═════ Texte du document ═════

Une inégale répartition des tâches peu contestée
On ne répètera jamais assez que c’est en œuvrant dans les coulisses, en déchargeant les hommes de toutes les tâches matérielles, que les femmes ont eu largement leur part dans le développement accéléré de l’économie. Cette génération d’hommes – surnommés « economic animals » – aurait été bien en peine de dire où se trouvaient rangés les vêtements qu’ils enfilaient automatiquement le matin pour aller travailler. La relation de codépendance était totale puisque les femmes étaient tributaires du salaire de leur mari qui leur était intégralement remis en espèces dans une enveloppe. À elles d’investir et surtout d’économiser pour honorer les traites ou donner à leurs enfants les meilleures chances de réussite. La maison tournait autour du concept confucéen de la bonne épouse et de la mère avisée (ryôsai kenbô). C’était l’illustration même de la « juste » répartition des rôles entre les conjoints ou « seibetsu yakuwari bungyô », du reste fort peu contestée.
Le rôle de « sengyô shufu » (si bien traduit en anglais par « professional housewife 3») était envié, une femme de col blanc ayant des revenus assurés et réguliers, et même si tous les travailleurs étaient loin d’en bénéficier, les deux axes du système reposaient alors sur l’emploi à vie (ou shûshin koyô) et sur la promotion à l’ancienneté (nenkô joretsu), du moins jusqu’à l’éclatement de la bulle spéculative en 1990.

═════ Extraits des données ═════

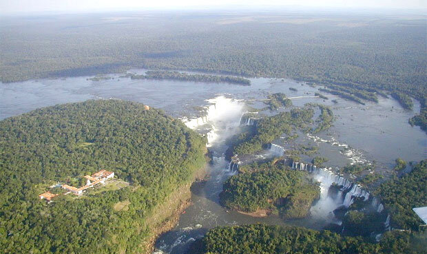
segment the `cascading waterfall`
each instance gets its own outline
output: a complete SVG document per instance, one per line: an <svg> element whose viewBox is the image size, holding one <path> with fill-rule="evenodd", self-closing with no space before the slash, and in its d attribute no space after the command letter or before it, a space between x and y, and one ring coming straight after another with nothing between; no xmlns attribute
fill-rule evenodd
<svg viewBox="0 0 427 254"><path fill-rule="evenodd" d="M320 183L320 200L311 209L314 215L331 219L333 218L331 208L332 211L342 206L348 208L357 198L363 198L363 201L365 202L370 200L370 204L379 213L384 211L384 205L379 198L374 197L370 199L371 195L368 191L344 176L337 175L331 170L331 168L317 168L312 164L305 164L290 158L284 158L283 160L292 169L313 173L314 178ZM340 188L335 198L332 198L328 194L333 184ZM384 222L384 229L390 230L390 215L388 215Z"/></svg>
<svg viewBox="0 0 427 254"><path fill-rule="evenodd" d="M278 145L273 143L270 144L269 150L275 155L278 155L279 156L283 156L284 155L284 148Z"/></svg>
<svg viewBox="0 0 427 254"><path fill-rule="evenodd" d="M237 132L244 103L223 96L207 101L210 105L205 107L205 116L183 121L190 129L207 131L207 146L211 147Z"/></svg>
<svg viewBox="0 0 427 254"><path fill-rule="evenodd" d="M239 170L240 164L240 162L231 160L231 161L230 161L230 163L229 164L229 171L231 173L237 173Z"/></svg>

═════

Reproduisez intégralement le texte sur la répartition des tâches, sans y changer un seul mot. Les lignes n'interviennent en rien dans ce travail.

#### Production attendue:
Une inégale répartition des tâches peu contestée
On ne répètera jamais assez que c’est en œuvrant dans les coulisses, en déchargeant les hommes de toutes les tâches matérielles, que les femmes ont eu largement leur part dans le développement accéléré de l’économie. Cette génération d’hommes – surnommés « economic animals » – aurait été bien en peine de dire où se trouvaient rangés les vêtements qu’ils enfilaient automatiquement le matin pour aller travailler. La relation de codépendance était totale puisque les femmes étaient tributaires du salaire de leur mari qui leur était intégralement remis en espèces dans une enveloppe. À elles d’investir et surtout d’économiser pour honorer les traites ou donner à leurs enfants les meilleures chances de réussite. La maison tournait autour du concept confucéen de la bonne épouse et de la mère avisée (ryôsai kenbô). C’était l’illustration même de la « juste » répartition des rôles entre les conjoints ou « seibetsu yakuwari bungyô », du reste fort peu contestée.
Le rôle de « sengyô shufu » (si bien traduit en anglais par « professional housewife 3») était envié, une femme de col blanc ayant des revenus assurés et réguliers, et même si tous les travailleurs étaient loin d’en bénéficier, les deux axes du système reposaient alors sur l’emploi à vie (ou shûshin koyô) et sur la promotion à l’ancienneté (nenkô joretsu), du moins jusqu’à l’éclatement de la bulle spéculative en 1990.